— start PROVIDED TEXT —

Pinging participants in the previous RM: Naulagmi, Cuchullain, Amakuru. – Uanfala (talk) 23:59, 24 January 2019 (UTC)
  • Comment. I think the existing Yupik (disambiguation) page can serve for both Yup'ik and Yupik. It already has three entries spelled "Yup'ik", including the two that would be on the proposed page, and splitting it serves no useful purpose. Whatever the outcome of this proposal we should have a redirect at Yup'ik (disambiguation). 62.165.227.102 (talk) 06:10, 25 January 2019 (UTC)
    • Yupik (disambiguation) serves well the purpose of listing all the entities that a reader searching for "Yupik" might be looking. But a reader who explicitly includes the apostrophe in their search is looking for a narrower set of entities and redirecting them to a dab page where these entities are (potentially confusingly) interspersed with entities that are not referred to by that specific term, is not doing that reader much of a service. – Uanfala (talk) 12:15, 25 January 2019 (UTC)

— end PROVIDED TEXT —
— start GIVEN DATA —

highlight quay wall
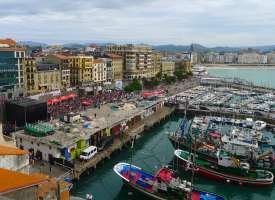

— end GIVEN DATA —

TASK SET
1. Retype the passage of the Yupik disambiguation discussion from "Pinging participants in" up to and including "06:10, 25 January 2019 (UTC)".
2. Rewrite the paragraph of the Yupik disambiguation discussion that begins "Comment. I think the existing Yupik (disambiguation) page" in shorter form, keeping its main points.
3. Write what comes next in the Yupik disambiguation discussion, continuing after its final comment.

TASK-BY-TASK RESULTS
1.
Pinging participants in the previous RM: Naulagmi, Cuchullain, Amakuru. – Uanfala (talk) 23:59, 24 January 2019 (UTC)
  • Comment. I think the existing Yupik (disambiguation) page can serve for both Yup'ik and Yupik. It already has three entries spelled "Yup'ik", including the two that would be on the proposed page, and splitting it serves no useful purpose. Whatever the outcome of this proposal we should have a redirect at Yup'ik (disambiguation). 62.165.227.102 (talk) 06:10, 25 January 2019 (UTC)

2. The commenter believes the current Yupik (disambiguation) page can cover both "Yup'ik" and "Yupik." It already lists three "Yup'ik" entries, including the two meant for the proposed page, so splitting it would serve no purpose. Whatever the outcome, Yup'ik (disambiguation) should exist as a redirect. (62.165.227.102, 25 January 2019)

3.
I can see it being a disservice if the page were long, but it is not. The same "narrowing" argument can be argued for people searching terms with capital letters, hyphens, plurals and other WP:SMALLDETAILS.
For example the separate Cup'ik (disambiguation) mentions both the Central Alaskan Yup'ik people (with the apostrophe) and Yupik (without it), Cup'ig redirects to Nunivak Cup'ig language, yet the plural/demonym Cup'ik could target Chevak Cup’ik language (which Cup’ik does: yes, those are "curly" apostrophes) but actually targets Yup'ik as does Cupik, even though the article doesn't mention Cupik and the disambiguation page gives it as an alternative spelling for Central Alaskan Yup'ik people.
To make a two-entry DAB would seem to confuse things further. With more than two entries, it would overlap with the existing DABs for these cognates.Yup'ik#Naming has a nice table with the variants, and we don't seem always to be following them with the redirects, so that forms part of my confusion. 62.165.227.102 (talk) 15:36, 25 January 2019 (UTC)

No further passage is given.